▸ **Problem requirements**
Starting at the line that contains "Phrase: shirt collar", restate each line word for word through the final line of the data, keeping both ends.

▸ **Records supplied**
■ ■ ■

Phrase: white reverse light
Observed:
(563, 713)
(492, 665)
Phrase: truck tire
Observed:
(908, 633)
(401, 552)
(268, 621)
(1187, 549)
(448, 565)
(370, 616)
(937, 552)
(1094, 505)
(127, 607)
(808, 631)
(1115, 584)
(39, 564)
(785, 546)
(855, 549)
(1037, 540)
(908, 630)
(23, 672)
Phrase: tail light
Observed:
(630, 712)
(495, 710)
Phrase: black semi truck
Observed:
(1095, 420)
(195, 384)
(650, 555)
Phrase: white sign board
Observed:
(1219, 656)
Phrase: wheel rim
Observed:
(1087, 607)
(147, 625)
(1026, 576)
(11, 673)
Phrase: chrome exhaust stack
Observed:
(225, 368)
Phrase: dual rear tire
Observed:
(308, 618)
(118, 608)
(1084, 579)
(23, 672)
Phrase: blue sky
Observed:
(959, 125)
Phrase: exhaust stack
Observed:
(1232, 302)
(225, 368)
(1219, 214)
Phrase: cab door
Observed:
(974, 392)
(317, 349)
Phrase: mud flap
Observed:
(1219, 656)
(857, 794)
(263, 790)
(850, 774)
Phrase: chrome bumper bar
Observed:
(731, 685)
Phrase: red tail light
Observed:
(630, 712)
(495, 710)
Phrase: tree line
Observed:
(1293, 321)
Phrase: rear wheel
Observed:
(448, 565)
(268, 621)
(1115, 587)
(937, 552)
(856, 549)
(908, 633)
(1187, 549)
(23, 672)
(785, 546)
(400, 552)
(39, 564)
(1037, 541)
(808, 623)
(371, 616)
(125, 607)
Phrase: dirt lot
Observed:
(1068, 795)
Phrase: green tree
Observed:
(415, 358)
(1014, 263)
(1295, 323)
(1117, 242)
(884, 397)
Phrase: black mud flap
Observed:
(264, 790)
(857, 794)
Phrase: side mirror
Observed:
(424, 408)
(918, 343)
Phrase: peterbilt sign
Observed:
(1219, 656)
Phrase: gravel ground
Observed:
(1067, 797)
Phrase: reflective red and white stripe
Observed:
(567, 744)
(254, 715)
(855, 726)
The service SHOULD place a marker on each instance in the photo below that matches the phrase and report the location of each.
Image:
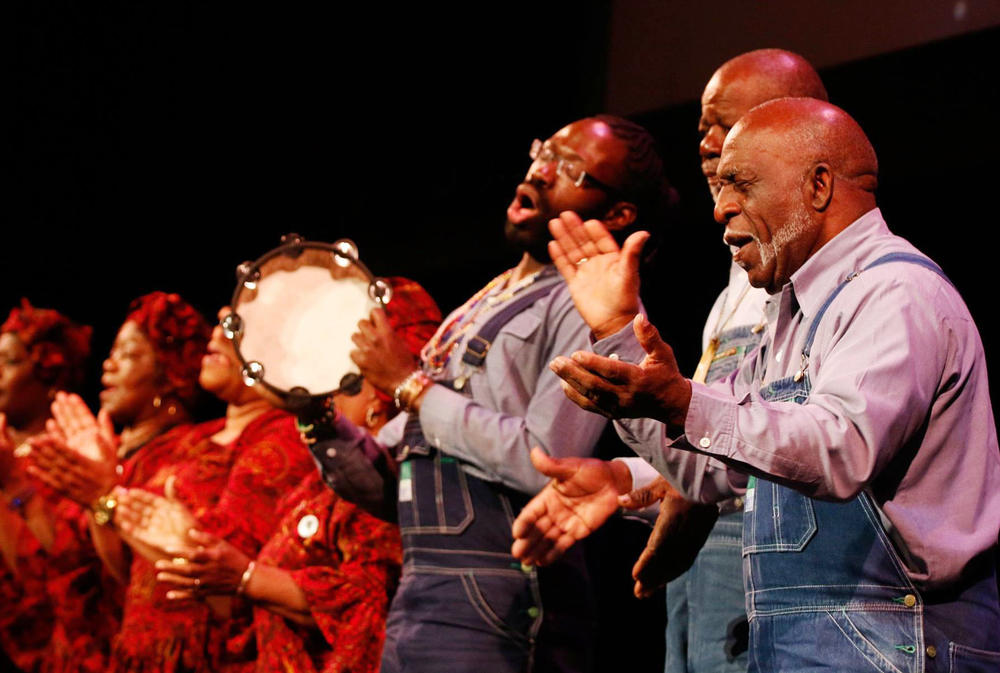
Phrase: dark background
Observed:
(155, 146)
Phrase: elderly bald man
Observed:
(862, 430)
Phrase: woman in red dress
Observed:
(321, 584)
(150, 384)
(41, 351)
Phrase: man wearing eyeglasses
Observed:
(479, 398)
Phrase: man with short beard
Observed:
(862, 431)
(478, 400)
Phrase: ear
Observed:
(620, 216)
(819, 187)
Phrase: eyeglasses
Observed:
(350, 384)
(571, 169)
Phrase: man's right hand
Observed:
(603, 279)
(582, 495)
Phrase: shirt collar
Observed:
(844, 254)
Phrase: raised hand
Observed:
(654, 388)
(71, 473)
(92, 437)
(678, 535)
(383, 357)
(582, 495)
(603, 279)
(212, 567)
(159, 523)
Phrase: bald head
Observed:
(742, 83)
(794, 173)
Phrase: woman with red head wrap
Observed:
(150, 382)
(320, 586)
(41, 351)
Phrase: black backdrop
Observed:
(155, 146)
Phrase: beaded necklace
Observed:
(437, 352)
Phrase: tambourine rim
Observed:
(295, 244)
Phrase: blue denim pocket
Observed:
(778, 519)
(433, 494)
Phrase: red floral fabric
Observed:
(348, 569)
(232, 490)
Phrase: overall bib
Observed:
(706, 617)
(464, 603)
(827, 591)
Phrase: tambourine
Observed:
(292, 316)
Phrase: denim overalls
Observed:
(464, 603)
(705, 605)
(827, 591)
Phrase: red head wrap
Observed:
(57, 346)
(179, 335)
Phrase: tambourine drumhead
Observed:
(297, 317)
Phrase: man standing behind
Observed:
(864, 424)
(480, 398)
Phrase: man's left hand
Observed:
(383, 357)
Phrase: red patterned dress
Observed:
(233, 491)
(347, 563)
(59, 609)
(25, 609)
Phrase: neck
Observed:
(527, 266)
(142, 431)
(240, 415)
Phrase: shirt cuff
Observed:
(643, 474)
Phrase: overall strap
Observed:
(907, 257)
(479, 345)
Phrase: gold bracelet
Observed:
(245, 579)
(104, 509)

■ ■ ■

▸ **Completed exercise**
Phrase: shirt collar
Observed:
(844, 254)
Phrase: raised hand
Observed:
(654, 388)
(71, 473)
(92, 437)
(678, 535)
(383, 357)
(582, 495)
(603, 279)
(212, 567)
(159, 523)
Phrase: bald head
Observed:
(742, 83)
(794, 173)
Phrase: woman with red head wrap
Observed:
(150, 382)
(320, 586)
(41, 351)
Phrase: black backdrop
Observed:
(155, 146)
Phrase: beaded necklace
Observed:
(437, 352)
Phrase: tambourine rim
Observed:
(295, 244)
Phrase: blue denim pocket
Observed:
(778, 519)
(433, 494)
Phrase: red floral fabric
Observed:
(348, 569)
(232, 490)
Phrase: overall bib
Observed:
(706, 617)
(464, 603)
(827, 591)
Phrase: tambourine
Observed:
(292, 316)
Phrase: denim overalls
Observed:
(464, 603)
(705, 605)
(827, 591)
Phrase: red head wrap
Observed:
(57, 346)
(179, 335)
Phrase: tambourine drumhead
Observed:
(297, 317)
Phrase: man standing behind
Observed:
(864, 424)
(480, 398)
Phrase: man's left hand
Observed:
(383, 357)
Phrase: red patterned dress
Observed:
(233, 491)
(347, 563)
(59, 609)
(25, 609)
Phrase: neck
Observed:
(527, 266)
(142, 431)
(240, 415)
Phrase: shirt cuff
Observed:
(643, 474)
Phrase: overall strap
Observed:
(907, 257)
(479, 345)
Phrase: gold bracelet
Observed:
(245, 579)
(104, 509)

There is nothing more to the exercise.